* _WRITTEN EXERCISE_:
Give again every line of the entries below, from the start of the entries through the line holding "x=654, y=300", inclusive, and omit the pictures from your answer.

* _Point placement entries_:
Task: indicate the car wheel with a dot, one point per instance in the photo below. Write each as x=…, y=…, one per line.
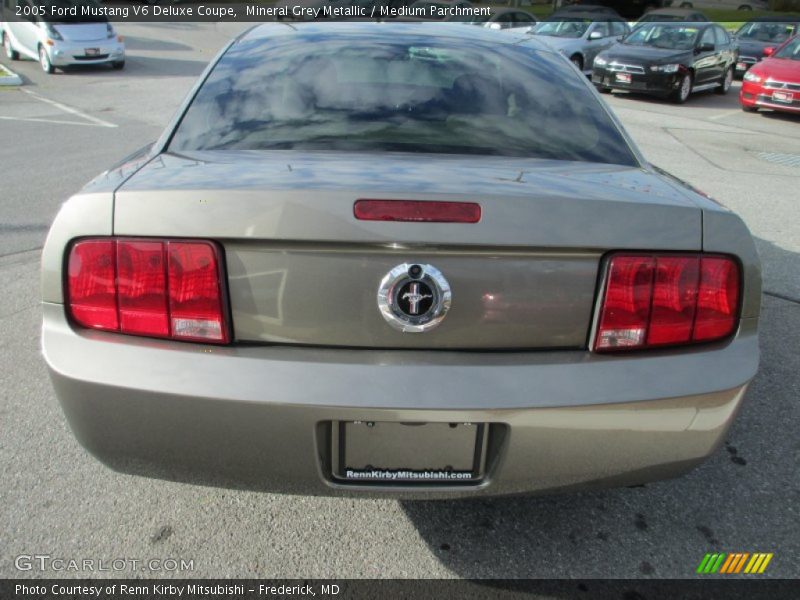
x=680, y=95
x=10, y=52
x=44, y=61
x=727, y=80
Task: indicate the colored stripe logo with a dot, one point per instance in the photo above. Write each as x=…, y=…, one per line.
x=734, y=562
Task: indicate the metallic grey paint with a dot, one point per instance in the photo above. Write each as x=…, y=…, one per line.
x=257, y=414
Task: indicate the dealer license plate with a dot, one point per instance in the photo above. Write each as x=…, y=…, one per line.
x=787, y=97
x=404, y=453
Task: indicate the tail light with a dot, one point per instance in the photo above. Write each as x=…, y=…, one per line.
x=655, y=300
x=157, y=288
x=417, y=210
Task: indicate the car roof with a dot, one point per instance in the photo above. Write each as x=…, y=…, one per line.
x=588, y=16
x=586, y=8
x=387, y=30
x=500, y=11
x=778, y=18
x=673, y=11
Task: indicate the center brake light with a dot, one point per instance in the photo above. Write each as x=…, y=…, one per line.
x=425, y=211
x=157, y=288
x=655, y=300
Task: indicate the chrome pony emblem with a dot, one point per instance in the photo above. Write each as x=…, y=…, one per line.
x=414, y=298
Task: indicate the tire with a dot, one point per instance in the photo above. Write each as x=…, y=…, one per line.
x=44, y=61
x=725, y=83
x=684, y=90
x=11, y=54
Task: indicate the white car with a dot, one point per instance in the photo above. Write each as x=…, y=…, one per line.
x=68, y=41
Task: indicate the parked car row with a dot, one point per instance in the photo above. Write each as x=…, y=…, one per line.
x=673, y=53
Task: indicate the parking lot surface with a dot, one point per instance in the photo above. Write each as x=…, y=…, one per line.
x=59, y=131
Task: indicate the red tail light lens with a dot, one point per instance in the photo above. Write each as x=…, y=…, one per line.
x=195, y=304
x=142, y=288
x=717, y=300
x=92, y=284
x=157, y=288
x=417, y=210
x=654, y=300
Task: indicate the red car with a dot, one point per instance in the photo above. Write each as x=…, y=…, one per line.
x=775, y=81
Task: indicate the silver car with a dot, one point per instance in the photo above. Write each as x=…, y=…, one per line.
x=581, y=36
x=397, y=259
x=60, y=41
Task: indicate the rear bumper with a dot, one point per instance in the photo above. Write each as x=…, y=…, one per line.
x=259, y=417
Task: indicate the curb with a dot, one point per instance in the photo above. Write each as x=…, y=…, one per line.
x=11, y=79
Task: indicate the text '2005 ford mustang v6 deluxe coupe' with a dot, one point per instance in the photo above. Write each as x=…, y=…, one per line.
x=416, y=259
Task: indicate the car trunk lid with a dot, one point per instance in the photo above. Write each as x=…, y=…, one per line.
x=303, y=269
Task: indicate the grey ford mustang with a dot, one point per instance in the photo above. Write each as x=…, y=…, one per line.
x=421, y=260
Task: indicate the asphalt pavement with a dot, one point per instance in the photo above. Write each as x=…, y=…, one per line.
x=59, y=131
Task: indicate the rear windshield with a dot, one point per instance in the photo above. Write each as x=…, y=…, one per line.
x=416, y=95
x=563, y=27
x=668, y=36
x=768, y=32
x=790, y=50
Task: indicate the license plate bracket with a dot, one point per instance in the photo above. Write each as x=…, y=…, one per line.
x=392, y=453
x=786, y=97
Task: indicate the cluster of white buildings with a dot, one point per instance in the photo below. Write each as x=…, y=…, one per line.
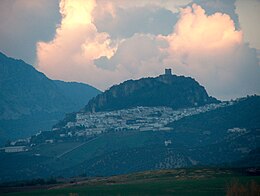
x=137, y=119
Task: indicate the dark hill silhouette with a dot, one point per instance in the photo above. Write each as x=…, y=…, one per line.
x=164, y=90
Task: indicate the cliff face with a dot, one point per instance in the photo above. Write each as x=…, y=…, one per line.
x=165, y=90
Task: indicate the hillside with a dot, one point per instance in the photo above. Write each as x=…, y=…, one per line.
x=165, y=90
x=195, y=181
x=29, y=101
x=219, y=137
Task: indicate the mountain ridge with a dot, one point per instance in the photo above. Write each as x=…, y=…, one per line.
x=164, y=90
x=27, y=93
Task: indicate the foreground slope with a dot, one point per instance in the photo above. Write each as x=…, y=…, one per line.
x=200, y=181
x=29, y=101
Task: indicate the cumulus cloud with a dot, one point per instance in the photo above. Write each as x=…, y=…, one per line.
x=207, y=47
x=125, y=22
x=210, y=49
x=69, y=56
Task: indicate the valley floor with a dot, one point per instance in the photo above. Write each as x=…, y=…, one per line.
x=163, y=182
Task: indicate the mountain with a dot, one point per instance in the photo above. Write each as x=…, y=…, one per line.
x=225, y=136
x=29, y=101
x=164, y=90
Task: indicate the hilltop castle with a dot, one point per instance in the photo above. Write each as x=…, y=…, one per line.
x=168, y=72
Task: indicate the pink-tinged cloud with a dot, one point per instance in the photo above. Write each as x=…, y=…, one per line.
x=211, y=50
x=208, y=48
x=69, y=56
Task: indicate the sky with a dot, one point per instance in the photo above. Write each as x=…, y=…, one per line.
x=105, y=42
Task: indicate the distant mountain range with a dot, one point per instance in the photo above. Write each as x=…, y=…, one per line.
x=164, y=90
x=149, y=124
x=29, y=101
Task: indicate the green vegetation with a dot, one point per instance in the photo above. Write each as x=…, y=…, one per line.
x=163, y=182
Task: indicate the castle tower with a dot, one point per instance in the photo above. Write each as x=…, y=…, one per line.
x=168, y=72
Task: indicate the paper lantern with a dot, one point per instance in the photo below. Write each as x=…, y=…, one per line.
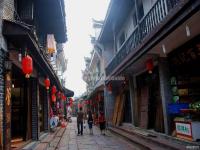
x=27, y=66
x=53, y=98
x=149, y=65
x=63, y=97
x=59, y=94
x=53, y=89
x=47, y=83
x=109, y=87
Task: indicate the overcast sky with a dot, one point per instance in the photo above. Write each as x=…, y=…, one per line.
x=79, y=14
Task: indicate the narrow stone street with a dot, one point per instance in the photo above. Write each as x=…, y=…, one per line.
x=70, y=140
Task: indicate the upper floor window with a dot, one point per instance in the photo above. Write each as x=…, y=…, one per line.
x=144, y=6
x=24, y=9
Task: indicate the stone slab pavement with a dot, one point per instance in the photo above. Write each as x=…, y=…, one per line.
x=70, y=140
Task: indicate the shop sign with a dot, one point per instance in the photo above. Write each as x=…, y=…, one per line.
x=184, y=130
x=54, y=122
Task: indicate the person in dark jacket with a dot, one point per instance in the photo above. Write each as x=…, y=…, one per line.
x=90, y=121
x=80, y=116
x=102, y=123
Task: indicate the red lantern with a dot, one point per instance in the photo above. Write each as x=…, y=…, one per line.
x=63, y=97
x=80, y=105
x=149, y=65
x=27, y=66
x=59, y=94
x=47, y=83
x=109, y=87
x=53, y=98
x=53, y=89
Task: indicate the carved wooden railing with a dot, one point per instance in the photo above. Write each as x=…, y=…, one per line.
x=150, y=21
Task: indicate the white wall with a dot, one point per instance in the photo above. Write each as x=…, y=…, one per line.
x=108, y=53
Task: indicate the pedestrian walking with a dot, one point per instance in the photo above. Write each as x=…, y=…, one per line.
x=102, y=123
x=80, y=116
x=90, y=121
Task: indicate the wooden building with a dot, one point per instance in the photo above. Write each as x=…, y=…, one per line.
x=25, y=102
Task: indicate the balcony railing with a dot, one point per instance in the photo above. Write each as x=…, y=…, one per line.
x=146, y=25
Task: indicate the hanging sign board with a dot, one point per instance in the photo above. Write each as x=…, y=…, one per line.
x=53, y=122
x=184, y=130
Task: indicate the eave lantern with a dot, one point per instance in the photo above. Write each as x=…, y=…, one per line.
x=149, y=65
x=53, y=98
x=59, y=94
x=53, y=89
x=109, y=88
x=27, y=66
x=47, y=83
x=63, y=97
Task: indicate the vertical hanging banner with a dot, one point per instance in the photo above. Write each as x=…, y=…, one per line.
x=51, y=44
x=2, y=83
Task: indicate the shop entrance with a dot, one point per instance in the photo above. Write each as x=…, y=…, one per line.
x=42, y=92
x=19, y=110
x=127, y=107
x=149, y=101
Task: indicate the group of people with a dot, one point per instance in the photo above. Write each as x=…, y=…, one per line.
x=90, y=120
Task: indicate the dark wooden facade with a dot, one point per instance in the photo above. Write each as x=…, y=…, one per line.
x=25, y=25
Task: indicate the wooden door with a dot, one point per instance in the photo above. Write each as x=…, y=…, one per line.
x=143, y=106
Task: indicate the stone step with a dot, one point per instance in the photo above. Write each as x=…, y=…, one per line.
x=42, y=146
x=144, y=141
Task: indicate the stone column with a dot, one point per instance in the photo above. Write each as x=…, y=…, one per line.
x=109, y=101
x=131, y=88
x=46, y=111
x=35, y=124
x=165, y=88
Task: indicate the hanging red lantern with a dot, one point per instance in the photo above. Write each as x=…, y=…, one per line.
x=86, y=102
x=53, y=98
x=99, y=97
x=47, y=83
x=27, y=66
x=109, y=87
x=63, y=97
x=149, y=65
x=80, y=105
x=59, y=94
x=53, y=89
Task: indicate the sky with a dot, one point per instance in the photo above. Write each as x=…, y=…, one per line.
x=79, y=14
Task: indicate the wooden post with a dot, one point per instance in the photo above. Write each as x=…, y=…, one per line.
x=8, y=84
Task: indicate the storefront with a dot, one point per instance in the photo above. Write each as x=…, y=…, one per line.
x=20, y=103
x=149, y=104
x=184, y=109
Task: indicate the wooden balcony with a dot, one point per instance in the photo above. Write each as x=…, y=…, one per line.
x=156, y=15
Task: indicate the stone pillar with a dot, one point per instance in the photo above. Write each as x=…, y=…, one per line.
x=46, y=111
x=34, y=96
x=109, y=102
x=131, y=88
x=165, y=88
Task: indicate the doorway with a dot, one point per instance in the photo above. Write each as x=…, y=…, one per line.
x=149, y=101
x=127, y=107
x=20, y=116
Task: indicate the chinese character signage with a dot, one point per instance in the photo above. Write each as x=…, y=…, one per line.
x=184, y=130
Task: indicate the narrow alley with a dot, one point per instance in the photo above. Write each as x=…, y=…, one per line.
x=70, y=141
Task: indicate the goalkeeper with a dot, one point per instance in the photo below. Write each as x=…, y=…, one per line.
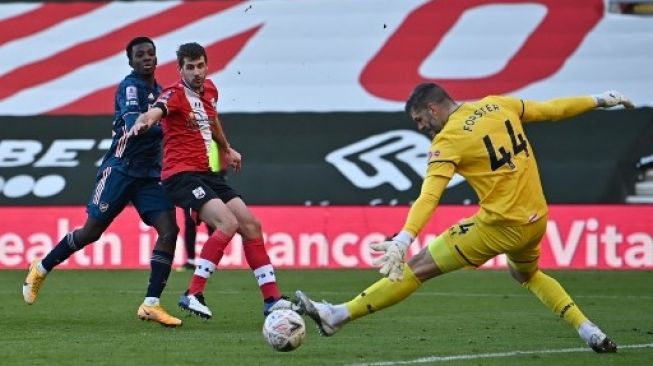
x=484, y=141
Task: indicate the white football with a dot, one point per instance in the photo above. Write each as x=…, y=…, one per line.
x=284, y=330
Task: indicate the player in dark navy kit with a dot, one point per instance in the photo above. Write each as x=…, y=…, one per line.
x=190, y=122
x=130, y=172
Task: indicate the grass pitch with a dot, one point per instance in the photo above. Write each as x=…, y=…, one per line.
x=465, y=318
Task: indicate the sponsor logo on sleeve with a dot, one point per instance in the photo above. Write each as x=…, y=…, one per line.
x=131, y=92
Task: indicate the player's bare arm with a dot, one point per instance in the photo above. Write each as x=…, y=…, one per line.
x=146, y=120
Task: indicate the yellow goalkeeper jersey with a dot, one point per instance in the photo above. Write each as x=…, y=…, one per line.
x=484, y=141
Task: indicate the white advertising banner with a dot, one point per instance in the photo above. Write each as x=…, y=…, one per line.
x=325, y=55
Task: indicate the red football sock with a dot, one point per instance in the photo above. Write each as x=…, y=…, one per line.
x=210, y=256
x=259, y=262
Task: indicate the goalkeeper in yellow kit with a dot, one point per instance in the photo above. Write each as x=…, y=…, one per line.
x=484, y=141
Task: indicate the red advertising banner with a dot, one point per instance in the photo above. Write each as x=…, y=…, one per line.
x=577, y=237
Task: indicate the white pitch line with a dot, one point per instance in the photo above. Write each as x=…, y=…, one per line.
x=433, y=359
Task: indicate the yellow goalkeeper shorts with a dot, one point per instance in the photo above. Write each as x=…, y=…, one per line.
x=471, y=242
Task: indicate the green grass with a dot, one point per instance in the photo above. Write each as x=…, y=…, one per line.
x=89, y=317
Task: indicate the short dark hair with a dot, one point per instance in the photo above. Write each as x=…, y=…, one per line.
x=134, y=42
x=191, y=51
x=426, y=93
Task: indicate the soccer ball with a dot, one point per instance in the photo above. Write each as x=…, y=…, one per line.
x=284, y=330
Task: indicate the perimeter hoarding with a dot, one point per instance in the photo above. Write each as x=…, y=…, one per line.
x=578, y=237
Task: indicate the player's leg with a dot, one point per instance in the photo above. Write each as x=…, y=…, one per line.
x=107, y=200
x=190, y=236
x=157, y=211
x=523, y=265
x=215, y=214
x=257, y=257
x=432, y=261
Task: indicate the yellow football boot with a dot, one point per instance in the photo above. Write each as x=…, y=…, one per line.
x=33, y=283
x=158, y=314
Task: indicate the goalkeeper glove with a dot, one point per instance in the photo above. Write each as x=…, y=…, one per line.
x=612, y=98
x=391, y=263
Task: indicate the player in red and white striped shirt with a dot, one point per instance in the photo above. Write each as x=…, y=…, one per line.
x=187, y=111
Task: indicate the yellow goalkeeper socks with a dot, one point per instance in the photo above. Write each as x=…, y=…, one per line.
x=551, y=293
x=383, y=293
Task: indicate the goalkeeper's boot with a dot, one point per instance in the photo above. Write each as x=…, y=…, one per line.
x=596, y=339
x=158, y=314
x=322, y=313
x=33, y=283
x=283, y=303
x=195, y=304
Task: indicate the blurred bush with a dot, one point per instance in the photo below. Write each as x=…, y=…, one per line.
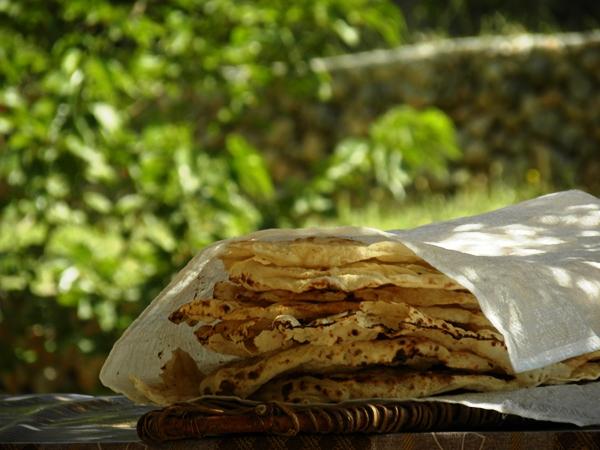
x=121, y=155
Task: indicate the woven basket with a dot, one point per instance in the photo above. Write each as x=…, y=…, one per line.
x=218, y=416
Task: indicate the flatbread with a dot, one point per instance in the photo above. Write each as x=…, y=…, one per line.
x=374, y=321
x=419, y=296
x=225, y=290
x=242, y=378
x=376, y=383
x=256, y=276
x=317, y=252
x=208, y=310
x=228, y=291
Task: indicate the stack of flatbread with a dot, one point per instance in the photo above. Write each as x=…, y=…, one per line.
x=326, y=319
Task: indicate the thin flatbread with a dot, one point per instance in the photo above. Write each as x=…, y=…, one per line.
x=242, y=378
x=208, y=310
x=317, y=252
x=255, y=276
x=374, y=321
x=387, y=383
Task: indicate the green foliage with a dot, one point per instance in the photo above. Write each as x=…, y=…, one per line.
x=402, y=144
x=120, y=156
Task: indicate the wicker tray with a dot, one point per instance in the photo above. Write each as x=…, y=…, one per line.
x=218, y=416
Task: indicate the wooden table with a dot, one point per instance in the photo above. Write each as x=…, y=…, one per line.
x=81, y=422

* _TASK RESULT_:
Task: indicate the car wheel with a dot, one point per instance in the photo below. Write each as x=…, y=…, one per line.
x=680, y=95
x=10, y=52
x=44, y=61
x=727, y=80
Task: indicate the colored stripe logo with a dot, one point per instance in the photo above. Write each as x=…, y=…, one per line.
x=734, y=562
Task: indicate the metallic grey paint with a dot, one point per instance in the photo above. Write each as x=…, y=…, one per line.
x=257, y=414
Task: indicate the dealer license plate with a dot, one point per instance in the photo above. Write each as x=…, y=…, one per line.
x=787, y=97
x=404, y=453
Task: indicate the tail light with a dot, one point per instance in the photo above. Write each as x=…, y=…, one per line.
x=655, y=300
x=157, y=288
x=417, y=210
Task: indicate the car roof with a dot, one point per instance in the photo above. Write each as x=…, y=…, one per line.
x=588, y=16
x=586, y=8
x=387, y=30
x=500, y=11
x=778, y=18
x=673, y=11
Task: indicate the center brake light with a dot, one point per instance in the photo above. Write each as x=…, y=…, one per line.
x=425, y=211
x=157, y=288
x=655, y=300
Task: indicate the chrome pony emblem with a dot, one point per instance in the photo above. Write each as x=…, y=…, one per line.
x=414, y=298
Task: indicate the tire with a dot, one point per instance in the photo above. Write each as x=…, y=…, one per line.
x=44, y=61
x=725, y=83
x=684, y=90
x=11, y=54
Task: indicate the white car with a dot, one point per instance in the photo above. Write each as x=…, y=…, one per line.
x=68, y=41
Task: indicate the parked car row with a dot, one point per instance in the photo above. Write each as x=…, y=…, one per line.
x=673, y=53
Task: indicate the parking lot surface with a dot, one point per instance in the photo above. Write each as x=…, y=…, one per line.
x=59, y=131
Task: indicate the red tail light lens with a dot, one point per instance in the photo above. Write each as x=…, y=…, one per line.
x=195, y=304
x=142, y=288
x=717, y=300
x=92, y=284
x=157, y=288
x=417, y=210
x=654, y=300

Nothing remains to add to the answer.